=== RECORDED INFORMATION ===

^^^^

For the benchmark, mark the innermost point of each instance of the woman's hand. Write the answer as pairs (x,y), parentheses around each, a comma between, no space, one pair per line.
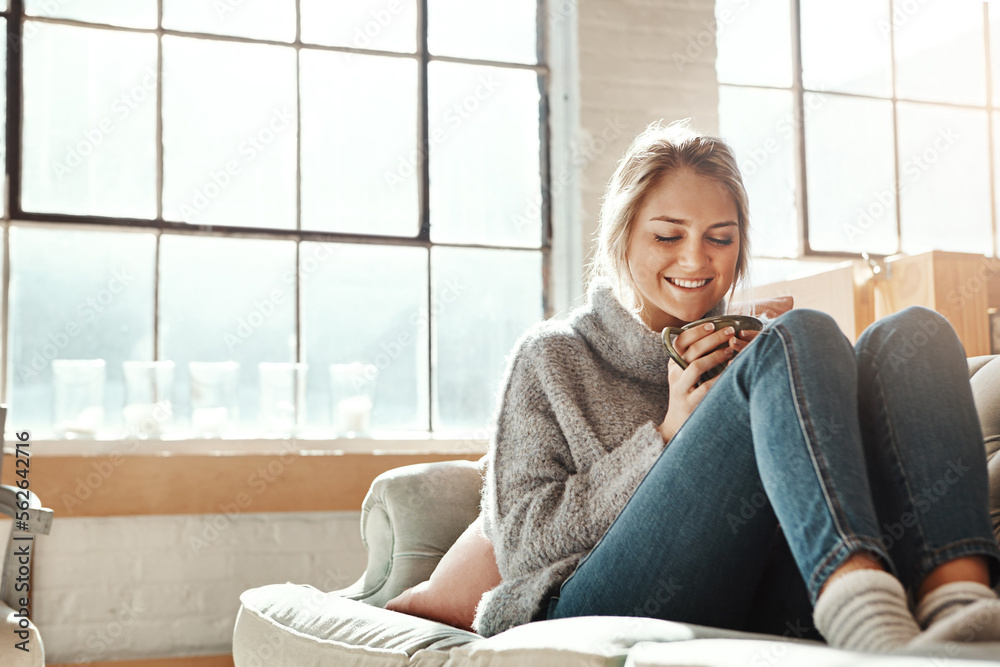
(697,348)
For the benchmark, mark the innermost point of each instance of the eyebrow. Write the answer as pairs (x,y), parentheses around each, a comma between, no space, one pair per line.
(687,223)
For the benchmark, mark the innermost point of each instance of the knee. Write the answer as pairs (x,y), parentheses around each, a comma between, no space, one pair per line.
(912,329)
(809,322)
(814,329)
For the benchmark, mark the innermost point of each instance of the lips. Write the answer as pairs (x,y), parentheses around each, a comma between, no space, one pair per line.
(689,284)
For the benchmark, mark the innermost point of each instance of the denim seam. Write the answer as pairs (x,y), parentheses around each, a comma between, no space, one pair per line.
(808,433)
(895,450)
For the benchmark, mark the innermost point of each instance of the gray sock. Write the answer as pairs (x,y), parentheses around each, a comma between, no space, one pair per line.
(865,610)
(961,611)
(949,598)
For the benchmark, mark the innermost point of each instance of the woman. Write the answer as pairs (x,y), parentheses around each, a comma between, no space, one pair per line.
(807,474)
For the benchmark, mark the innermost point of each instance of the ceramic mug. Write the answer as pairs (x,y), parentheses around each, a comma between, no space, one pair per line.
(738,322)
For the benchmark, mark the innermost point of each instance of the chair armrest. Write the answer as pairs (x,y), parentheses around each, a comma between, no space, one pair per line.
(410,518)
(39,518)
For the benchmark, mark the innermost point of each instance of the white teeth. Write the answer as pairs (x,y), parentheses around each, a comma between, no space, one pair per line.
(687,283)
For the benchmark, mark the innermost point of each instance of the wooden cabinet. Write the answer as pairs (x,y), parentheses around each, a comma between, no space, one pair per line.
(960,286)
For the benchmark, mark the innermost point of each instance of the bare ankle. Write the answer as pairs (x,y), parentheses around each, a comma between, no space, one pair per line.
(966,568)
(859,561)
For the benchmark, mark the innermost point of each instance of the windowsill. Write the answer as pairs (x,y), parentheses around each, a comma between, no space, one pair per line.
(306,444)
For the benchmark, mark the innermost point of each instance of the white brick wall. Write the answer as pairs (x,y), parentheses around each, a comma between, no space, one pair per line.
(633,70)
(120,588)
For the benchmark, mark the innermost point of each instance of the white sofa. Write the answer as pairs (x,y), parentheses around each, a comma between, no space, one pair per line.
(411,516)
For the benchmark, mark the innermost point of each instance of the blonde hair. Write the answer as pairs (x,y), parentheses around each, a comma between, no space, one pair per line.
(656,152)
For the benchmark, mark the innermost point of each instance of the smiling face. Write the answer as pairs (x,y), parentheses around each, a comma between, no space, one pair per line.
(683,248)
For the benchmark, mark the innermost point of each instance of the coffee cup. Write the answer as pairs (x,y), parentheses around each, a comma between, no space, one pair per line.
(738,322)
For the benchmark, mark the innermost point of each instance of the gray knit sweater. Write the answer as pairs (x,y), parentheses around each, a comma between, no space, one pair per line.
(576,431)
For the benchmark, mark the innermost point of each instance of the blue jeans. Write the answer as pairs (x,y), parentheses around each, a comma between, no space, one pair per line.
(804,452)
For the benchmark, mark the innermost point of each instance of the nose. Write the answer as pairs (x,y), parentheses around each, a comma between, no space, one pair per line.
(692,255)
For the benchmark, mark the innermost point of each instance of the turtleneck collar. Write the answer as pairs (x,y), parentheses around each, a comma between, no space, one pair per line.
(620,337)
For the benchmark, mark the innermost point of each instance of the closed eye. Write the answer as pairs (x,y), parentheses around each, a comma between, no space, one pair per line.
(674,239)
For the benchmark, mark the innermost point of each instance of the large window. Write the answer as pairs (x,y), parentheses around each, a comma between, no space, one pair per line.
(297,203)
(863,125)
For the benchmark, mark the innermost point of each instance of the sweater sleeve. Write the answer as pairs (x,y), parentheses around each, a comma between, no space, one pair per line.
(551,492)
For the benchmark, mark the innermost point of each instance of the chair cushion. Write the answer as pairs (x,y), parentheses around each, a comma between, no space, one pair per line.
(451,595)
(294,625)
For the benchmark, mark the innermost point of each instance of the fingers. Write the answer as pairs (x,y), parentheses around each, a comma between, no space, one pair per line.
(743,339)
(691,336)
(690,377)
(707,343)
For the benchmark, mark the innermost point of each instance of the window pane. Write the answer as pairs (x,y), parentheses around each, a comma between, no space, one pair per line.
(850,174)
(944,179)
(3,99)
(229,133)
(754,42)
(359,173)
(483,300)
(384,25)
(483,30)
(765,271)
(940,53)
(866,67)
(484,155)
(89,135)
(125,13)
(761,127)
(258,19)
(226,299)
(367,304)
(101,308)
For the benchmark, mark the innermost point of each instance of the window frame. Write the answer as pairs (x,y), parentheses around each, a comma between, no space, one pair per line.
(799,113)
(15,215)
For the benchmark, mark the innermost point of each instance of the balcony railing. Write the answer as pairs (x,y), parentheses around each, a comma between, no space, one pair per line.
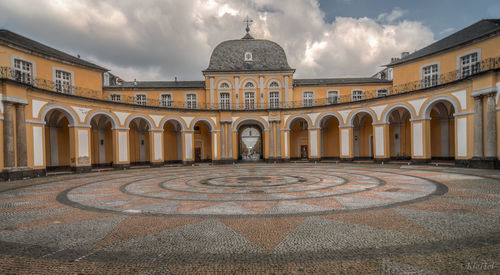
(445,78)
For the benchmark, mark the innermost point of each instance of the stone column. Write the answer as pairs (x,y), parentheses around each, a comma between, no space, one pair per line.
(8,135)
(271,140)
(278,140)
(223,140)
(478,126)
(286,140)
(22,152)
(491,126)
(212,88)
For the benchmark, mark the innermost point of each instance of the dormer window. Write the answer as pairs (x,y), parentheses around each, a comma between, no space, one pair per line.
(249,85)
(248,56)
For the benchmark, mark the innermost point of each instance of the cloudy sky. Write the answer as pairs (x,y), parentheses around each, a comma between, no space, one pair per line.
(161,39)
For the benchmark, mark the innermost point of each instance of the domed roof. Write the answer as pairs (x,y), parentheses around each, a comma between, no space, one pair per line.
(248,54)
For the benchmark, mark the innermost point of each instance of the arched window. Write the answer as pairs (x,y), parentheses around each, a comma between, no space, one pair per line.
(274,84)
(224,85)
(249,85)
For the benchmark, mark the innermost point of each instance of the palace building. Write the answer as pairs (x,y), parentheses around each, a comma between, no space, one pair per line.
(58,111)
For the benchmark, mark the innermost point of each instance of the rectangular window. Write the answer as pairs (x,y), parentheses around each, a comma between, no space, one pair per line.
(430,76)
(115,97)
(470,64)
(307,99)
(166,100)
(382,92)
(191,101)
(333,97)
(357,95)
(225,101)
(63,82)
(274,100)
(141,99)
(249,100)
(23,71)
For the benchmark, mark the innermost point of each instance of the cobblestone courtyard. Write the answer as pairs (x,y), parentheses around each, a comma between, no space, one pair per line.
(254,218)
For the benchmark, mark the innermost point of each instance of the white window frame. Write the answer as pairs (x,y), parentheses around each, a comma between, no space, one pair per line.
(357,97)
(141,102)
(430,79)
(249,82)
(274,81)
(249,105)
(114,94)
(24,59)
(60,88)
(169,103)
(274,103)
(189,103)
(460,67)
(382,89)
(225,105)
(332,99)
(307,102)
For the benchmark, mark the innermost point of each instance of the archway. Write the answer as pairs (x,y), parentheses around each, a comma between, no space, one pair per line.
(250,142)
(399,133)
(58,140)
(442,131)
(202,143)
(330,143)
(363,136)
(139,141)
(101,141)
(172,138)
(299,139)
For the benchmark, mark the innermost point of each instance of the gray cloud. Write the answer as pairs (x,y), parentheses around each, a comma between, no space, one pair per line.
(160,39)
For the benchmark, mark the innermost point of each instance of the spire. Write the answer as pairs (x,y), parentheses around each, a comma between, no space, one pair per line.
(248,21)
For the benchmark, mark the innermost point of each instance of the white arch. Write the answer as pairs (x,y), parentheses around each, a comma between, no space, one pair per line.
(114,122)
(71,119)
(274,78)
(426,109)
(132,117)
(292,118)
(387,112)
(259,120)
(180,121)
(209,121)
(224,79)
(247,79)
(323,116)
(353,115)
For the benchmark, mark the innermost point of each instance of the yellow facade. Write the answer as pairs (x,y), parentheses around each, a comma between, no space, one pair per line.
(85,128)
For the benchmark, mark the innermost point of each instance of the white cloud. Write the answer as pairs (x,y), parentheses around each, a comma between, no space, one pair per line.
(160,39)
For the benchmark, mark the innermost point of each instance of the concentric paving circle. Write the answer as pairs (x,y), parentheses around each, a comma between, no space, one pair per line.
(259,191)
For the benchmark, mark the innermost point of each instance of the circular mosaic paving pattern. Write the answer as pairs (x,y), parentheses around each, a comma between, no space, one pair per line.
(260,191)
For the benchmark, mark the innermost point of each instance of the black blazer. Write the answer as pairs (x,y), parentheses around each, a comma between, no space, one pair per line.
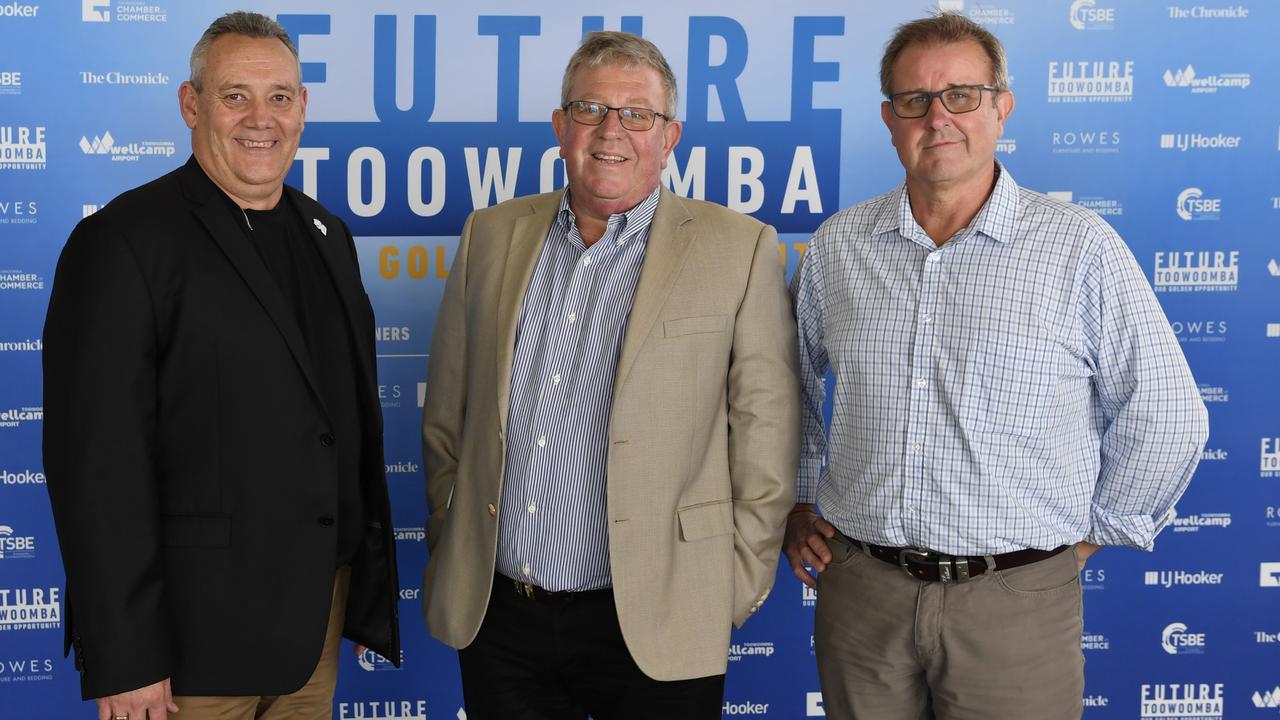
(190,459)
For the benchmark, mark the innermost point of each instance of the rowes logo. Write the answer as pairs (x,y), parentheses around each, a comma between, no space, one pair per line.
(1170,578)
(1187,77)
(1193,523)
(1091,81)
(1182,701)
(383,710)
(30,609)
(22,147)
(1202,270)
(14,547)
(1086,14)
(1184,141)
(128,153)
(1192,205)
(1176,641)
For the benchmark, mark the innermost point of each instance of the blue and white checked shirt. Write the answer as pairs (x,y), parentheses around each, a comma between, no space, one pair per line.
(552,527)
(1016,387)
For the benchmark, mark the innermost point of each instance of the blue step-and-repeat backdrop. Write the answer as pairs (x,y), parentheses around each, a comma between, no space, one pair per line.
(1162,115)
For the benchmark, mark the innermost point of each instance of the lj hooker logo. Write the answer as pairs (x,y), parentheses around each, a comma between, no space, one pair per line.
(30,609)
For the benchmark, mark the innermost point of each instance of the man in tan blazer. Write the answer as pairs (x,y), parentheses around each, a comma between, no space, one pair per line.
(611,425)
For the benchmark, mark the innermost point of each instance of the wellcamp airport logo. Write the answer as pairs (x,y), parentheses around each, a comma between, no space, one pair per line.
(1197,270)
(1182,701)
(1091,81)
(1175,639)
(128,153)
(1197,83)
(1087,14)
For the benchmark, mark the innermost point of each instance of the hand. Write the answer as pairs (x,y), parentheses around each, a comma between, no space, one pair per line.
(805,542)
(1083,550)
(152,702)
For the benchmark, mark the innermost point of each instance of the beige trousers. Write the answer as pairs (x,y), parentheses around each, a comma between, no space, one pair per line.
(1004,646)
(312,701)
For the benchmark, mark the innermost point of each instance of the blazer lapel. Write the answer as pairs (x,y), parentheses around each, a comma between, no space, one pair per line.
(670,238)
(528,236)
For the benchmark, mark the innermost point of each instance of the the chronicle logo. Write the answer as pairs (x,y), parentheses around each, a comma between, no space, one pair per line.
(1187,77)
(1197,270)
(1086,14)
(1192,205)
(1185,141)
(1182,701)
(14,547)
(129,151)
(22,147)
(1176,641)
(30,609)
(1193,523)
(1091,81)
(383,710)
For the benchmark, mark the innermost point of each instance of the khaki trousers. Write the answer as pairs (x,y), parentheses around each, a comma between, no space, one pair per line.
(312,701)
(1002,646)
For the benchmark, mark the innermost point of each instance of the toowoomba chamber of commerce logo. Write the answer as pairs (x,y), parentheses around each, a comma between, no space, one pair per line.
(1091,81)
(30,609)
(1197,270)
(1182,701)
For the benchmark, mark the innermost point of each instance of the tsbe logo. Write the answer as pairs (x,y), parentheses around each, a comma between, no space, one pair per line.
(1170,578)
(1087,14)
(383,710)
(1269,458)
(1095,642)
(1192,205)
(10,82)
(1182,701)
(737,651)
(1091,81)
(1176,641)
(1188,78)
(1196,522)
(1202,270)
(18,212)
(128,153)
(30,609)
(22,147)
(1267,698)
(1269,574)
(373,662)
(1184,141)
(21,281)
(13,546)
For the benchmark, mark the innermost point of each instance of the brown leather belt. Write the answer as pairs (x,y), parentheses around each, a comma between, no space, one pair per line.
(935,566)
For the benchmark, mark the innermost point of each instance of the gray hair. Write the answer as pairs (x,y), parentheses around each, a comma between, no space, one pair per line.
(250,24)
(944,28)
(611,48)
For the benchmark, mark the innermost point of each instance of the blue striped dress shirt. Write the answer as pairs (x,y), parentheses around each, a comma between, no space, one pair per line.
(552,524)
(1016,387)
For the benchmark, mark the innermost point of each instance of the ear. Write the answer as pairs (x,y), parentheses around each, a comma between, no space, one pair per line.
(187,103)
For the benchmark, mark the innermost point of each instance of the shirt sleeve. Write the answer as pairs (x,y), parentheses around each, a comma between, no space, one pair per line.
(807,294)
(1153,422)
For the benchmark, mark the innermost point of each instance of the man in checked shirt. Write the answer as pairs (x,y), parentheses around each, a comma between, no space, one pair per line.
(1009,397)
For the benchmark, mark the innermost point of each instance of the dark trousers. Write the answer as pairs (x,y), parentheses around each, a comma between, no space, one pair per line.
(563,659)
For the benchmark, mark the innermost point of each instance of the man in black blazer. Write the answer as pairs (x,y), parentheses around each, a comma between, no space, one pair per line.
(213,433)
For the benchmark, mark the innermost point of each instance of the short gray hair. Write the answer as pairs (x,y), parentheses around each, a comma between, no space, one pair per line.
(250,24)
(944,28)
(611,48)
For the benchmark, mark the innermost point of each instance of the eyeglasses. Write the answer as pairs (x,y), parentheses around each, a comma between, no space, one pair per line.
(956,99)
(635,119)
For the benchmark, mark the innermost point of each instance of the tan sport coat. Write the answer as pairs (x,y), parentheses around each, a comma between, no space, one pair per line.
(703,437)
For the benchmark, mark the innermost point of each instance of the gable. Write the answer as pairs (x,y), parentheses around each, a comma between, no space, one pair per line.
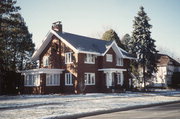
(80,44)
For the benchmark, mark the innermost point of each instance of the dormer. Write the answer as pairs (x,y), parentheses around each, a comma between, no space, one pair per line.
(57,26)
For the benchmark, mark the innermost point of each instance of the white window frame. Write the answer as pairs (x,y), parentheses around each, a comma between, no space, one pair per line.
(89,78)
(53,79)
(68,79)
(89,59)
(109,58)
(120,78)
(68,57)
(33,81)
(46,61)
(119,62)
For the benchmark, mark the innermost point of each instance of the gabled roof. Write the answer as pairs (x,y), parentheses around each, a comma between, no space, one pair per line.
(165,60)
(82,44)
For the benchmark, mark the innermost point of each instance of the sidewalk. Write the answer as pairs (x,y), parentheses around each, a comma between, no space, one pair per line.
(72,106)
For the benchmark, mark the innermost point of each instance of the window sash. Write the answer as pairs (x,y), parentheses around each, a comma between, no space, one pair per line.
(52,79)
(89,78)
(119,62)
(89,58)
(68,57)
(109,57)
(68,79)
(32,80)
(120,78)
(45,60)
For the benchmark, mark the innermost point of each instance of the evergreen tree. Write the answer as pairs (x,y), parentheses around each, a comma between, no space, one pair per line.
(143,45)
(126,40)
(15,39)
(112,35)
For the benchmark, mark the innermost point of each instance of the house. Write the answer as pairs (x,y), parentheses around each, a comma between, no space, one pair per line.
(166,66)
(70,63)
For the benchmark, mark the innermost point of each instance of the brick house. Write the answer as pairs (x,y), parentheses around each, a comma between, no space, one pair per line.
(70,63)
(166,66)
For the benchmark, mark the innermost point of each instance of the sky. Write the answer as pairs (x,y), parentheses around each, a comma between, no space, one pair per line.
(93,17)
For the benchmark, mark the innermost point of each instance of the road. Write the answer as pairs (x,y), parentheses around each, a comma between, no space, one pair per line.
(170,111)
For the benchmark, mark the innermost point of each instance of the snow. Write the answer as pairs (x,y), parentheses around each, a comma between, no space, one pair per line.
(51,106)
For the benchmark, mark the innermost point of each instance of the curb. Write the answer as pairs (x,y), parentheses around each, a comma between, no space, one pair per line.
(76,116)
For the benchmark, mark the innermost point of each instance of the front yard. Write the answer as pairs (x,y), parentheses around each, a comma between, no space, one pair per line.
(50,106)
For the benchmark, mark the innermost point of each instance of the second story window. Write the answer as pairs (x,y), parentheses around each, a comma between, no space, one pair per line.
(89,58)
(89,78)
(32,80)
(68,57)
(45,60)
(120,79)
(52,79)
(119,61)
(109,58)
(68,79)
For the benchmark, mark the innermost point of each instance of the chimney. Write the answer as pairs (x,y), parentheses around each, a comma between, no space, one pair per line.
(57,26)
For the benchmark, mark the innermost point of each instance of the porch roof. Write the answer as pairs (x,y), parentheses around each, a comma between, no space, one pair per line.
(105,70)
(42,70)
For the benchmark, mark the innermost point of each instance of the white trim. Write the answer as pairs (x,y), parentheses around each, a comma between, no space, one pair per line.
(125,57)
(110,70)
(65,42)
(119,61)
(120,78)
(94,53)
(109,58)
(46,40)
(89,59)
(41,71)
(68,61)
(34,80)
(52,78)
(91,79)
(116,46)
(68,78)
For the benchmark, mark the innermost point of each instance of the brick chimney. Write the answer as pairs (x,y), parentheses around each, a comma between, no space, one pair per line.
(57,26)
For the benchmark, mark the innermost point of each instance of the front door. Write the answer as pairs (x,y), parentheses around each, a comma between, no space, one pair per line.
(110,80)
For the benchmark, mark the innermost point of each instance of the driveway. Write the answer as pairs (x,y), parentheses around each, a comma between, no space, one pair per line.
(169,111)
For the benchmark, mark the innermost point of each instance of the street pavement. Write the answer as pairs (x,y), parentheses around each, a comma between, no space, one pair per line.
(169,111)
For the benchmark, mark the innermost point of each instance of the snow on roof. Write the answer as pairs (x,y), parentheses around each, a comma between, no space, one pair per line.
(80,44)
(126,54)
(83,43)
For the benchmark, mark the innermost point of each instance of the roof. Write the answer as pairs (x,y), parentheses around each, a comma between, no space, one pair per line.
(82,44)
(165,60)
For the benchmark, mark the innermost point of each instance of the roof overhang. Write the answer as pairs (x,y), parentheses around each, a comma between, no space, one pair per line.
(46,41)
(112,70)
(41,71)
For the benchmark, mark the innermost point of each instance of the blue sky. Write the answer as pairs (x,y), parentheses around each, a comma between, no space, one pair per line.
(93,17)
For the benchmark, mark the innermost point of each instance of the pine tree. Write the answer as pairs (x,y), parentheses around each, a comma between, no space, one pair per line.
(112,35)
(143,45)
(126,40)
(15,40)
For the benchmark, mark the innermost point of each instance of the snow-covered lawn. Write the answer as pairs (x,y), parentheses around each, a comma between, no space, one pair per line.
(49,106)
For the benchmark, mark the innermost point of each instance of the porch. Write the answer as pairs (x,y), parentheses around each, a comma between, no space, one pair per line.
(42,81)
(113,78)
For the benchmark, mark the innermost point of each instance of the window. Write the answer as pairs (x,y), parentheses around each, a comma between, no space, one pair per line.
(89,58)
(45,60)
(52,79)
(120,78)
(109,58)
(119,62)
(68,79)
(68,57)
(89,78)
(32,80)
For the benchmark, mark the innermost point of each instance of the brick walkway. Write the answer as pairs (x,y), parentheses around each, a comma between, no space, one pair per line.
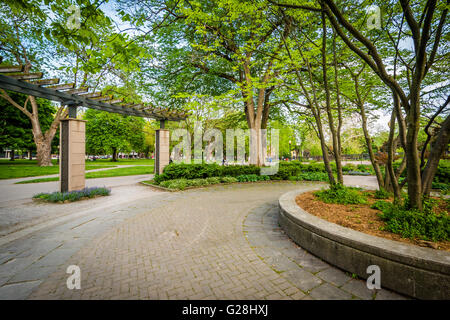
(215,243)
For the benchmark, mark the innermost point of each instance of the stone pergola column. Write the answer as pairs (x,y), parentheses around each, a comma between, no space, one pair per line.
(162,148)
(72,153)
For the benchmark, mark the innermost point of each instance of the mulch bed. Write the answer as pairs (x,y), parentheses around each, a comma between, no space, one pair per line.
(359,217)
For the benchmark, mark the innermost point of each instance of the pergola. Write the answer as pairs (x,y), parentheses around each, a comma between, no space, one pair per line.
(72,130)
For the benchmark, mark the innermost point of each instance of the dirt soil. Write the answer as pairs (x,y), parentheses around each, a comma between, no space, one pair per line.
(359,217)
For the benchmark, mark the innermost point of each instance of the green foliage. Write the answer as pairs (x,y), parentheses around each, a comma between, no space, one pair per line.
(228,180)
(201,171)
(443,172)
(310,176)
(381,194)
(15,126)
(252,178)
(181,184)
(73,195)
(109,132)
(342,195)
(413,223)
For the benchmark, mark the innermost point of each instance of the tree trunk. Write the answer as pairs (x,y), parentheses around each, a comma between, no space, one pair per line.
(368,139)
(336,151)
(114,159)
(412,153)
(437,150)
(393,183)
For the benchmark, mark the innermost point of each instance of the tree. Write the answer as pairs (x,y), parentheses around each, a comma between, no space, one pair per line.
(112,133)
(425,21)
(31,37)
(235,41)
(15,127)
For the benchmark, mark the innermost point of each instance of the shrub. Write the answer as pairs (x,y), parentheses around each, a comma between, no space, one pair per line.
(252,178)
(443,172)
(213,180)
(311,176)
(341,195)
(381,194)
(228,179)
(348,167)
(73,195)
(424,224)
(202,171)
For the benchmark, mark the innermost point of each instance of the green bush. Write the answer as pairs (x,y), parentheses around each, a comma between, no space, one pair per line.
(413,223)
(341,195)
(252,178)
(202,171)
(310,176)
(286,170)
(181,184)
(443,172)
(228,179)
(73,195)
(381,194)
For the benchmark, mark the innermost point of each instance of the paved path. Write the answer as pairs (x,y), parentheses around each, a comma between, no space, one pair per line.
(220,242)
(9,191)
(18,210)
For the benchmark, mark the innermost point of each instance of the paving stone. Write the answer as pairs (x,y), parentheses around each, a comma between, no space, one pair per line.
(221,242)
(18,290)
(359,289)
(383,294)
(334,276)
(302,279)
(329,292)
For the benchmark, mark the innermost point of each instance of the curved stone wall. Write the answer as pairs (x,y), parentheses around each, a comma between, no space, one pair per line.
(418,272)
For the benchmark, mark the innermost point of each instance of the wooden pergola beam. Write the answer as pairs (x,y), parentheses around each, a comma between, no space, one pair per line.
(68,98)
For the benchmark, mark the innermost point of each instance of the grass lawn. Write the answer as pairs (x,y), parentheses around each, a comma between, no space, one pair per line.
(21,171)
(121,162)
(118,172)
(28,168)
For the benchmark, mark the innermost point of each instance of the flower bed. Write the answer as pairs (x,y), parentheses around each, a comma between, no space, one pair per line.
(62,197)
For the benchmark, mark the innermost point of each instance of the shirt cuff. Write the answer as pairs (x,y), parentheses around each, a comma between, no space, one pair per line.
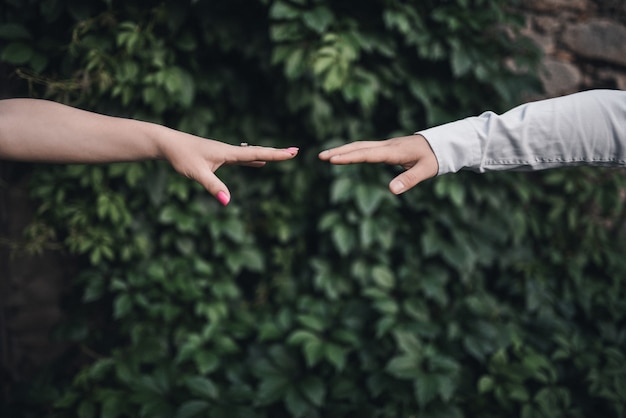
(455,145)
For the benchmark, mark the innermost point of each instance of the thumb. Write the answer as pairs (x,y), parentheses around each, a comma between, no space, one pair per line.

^^^^

=== WRITTEN REQUEST ===
No pictures belong in the copy: reproduce exactly the lines above from the one that contains "of the paved" through the last line of the entries.

=== TASK RESPONSE ===
For the benchmark, mark the innermost point of each instance of the paved path. Write the answer as pairs (x,y), parentheses around each, a comma between, no space, one pair per line.
(220,242)
(9,191)
(18,210)
For the benchmark, mark the innermost point of each instance of the paving stone. Write the answer as pairs (x,y), parentheses around each, a comma between, no space, one pair per line.
(221,242)
(18,290)
(359,289)
(383,294)
(334,276)
(302,279)
(329,292)
For the benchmark, mark the innermost point of each instance of the curved stone wall. Write the answer as pairs (x,y), parentheses around each, a comma between, no space, one pair per line.
(418,272)
For the benchmark, mark the innermost point of each instance of the wooden pergola beam. Write the answer as pairs (x,y), parentheses around each, a comma between, no space, one pair per line.
(68,98)
For the benchmark, mark the innermost point of each instance of the grass lawn. Write the answer as pairs (x,y), parentheses around each, a comma between, no space, one pair per line.
(21,171)
(121,162)
(118,172)
(28,168)
For the benchmark, mark the innermost point of each instance of the flower bed. Write the answer as pairs (x,y), parentheses around each, a comma between, no space, one pair per line.
(62,197)
For the benchmark, mark the innermost point of each instance of the shirt cuff. Write the answer as pairs (x,y), parentheses around each, a comma between, no space, one pair per line.
(455,145)
For the benchmark, mark the innermost point of each instance of the thumb. Write the answer as pairs (x,y), parentheses around each, a comma between, no space, one pair per line.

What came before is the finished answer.